-- BRANO FORNITO --
========
Antonio Tajani dopo aver salutato, al termine del suo intervento, denso, preciso su identità e programmi di FI, pieno di passione, Paolo Berlusconi, si commuove. Deve aspettare un po’ prima di riprendere. Poi: “Quando ero più giovane non mi capitava, ma ora che sono un po’ vecchiarello…”.
La platea dei 1300 delegati a Roma, congresso dell’Eur, il primo dopo la scomparsa di Silvio Berlusconi, si scioglie in un lunghissimo applauso. Quasi un minuto, una standing ovation prima per il fratello del Cav, venuto a Roma in rappresentanza del sostegno “che la famiglia Berlusconi non ci ha mai fatto mancare”, dice Tajani, poi per per lui il segretario azzurro, non presidente perché di quello ce ne è uno solo: Berlusconi, il cui nome campeggia a caratteri cubitali e resterà nel simbolo.
========
-- DATI DISPONIBILI --
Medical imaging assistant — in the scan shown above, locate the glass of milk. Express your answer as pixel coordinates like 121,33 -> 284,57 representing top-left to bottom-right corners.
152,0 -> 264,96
========
-- OBIETTIVO --
Prosegui l'articolo sul primo congresso di Forza Italia dopo la scomparsa di Silvio Berlusconi, ripartendo subito dopo la sua ultima frase. I dati riportati qui sopra non hanno alcun ruolo in questo esercizio.

-- RISULTATO DELL'ESERCIZIO --
È il congresso prima delle Europee che sancirà il fatto che Tajani non era un segretario di transizione, come frettolosamente era stato scritto nel luglio scorso dopo la prima incoronazione da parte del Consiglio nazionale del nuovo leader all’hotel Parco dei Principi a Roma, a poco più di un mese dalla scomparsa del Cavaliere. Quando Forza Italia fu già data per morta politicamente con il suo presidente fondatore. E, invece, a dispetto “degli iettatori”, come dice Roberto Occhiuto, presidente della Regione Calabria – che si candida a vicesegretario nazionale con Deborah Bergamini, Alberto Cirio (presidente della Regione Piemonte) e Stefano Benigni, leader dei giovani azzurri – Forza Italia c’è”. Perché “Berlusconi, contrariamente a quello che hanno scritto – sottolinea il leader di FI – aveva già previsto chi fossero i suoi successoti: non io, ma tutti voi, tutti noi, gli elettori, i sindaci, gli amministratori”.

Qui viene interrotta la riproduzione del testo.